**Task goal:**
Repeat the data below verbatim, line for line, changing nothing.

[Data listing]
"""

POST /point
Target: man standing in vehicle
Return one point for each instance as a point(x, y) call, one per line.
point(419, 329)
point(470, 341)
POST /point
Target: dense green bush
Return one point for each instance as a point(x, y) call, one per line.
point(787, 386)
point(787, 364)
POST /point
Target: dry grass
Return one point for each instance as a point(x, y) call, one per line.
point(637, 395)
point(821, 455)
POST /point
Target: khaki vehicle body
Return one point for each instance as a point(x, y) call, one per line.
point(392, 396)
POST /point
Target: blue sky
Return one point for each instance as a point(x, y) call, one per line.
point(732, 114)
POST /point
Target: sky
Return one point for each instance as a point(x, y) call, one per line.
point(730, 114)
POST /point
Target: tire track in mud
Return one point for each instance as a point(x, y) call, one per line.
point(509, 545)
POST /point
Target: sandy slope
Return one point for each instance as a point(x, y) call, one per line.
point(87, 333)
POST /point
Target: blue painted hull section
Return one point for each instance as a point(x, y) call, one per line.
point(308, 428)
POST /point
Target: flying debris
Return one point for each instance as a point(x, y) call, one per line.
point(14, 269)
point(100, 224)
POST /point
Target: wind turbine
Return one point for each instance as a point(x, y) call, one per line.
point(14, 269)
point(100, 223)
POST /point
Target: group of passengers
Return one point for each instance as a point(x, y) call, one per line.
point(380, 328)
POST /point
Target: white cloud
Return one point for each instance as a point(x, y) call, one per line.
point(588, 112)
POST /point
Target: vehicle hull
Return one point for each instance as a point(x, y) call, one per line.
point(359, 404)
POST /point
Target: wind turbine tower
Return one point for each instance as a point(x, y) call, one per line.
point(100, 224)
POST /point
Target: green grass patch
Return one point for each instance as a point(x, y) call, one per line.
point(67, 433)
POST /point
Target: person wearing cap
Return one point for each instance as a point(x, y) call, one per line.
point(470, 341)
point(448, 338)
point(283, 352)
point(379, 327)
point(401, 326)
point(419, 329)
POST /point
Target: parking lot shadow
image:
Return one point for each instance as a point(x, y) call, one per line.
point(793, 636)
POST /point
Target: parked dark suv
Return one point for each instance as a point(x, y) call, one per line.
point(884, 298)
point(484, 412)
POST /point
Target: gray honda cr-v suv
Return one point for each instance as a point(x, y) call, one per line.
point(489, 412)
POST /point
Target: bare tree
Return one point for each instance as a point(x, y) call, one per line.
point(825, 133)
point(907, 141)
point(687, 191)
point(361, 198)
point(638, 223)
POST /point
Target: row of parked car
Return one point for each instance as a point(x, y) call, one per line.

"""

**Result:**
POST /point
Target: man standing in vehicle
Return one point for each instance as a point(x, y) call, one per line.
point(419, 329)
point(470, 341)
POST /point
Target: dense green bush
Return one point for each instance as a point(x, y) call, one per line.
point(787, 386)
point(787, 364)
POST /point
Target: dry grass
Return one point for each instance as a point(x, y) call, one per line.
point(637, 395)
point(821, 455)
POST /point
Target: khaki vehicle body
Return one point for each instance as a point(x, y) call, one per line.
point(392, 396)
POST /point
Target: blue sky
Return one point for each instance as a point(x, y) call, one per line.
point(732, 114)
POST /point
Target: sky
Return one point for each instance as a point(x, y) call, one per line.
point(730, 114)
POST /point
Target: tire track in mud
Return one point for each instance as a point(x, y) call, one per line.
point(509, 545)
POST /point
Target: sandy slope
Return one point for each instance as a point(x, y) call, one per line.
point(87, 333)
POST /point
Target: blue painted hull section
Return one point for each instance as a point(x, y) call, one per line.
point(308, 428)
POST /point
Target: flying debris
Return one point for each instance as a point(x, y) call, one per line.
point(14, 269)
point(100, 224)
POST /point
Target: wind turbine
Return one point for each instance as a point(x, y) call, one per line.
point(14, 269)
point(100, 223)
POST /point
Target: group of passengers
Return one point for each instance as a point(x, y) call, one per line.
point(380, 328)
POST /point
Target: white cloud
Return one point for each instance as a point(x, y) call, one per line.
point(588, 112)
POST /point
Target: vehicle hull
Return one point for each instance as a point(x, y) call, one per line.
point(359, 404)
POST /point
Target: wind turbine tower
Return one point for each instance as a point(x, y) call, one per line.
point(100, 224)
POST /point
Target: green grass patch
Return one point for each instance as a point(x, y) call, one per line.
point(67, 433)
POST /point
Target: person wearing cap
Return one point for each instance as a point(x, y) call, one per line.
point(470, 341)
point(448, 338)
point(283, 352)
point(379, 327)
point(401, 326)
point(419, 329)
POST /point
Target: parking lot shadow
image:
Return one point for each instance as a point(x, y) call, one per line.
point(793, 636)
POST /point
Target: parked dark suv
Return one point for each instance as a point(x, y) call, one per line.
point(884, 298)
point(484, 412)
POST /point
Target: gray honda cr-v suv
Return one point for each instance as a point(x, y) call, one per line.
point(489, 412)
POST /point
Target: bare tree
Return one point for each instance as a point(x, y) call, one per line.
point(825, 133)
point(907, 141)
point(687, 191)
point(361, 198)
point(638, 223)
POST /point
Target: row of parked car
Return one point for each instance as a point(x, y) call, one per line.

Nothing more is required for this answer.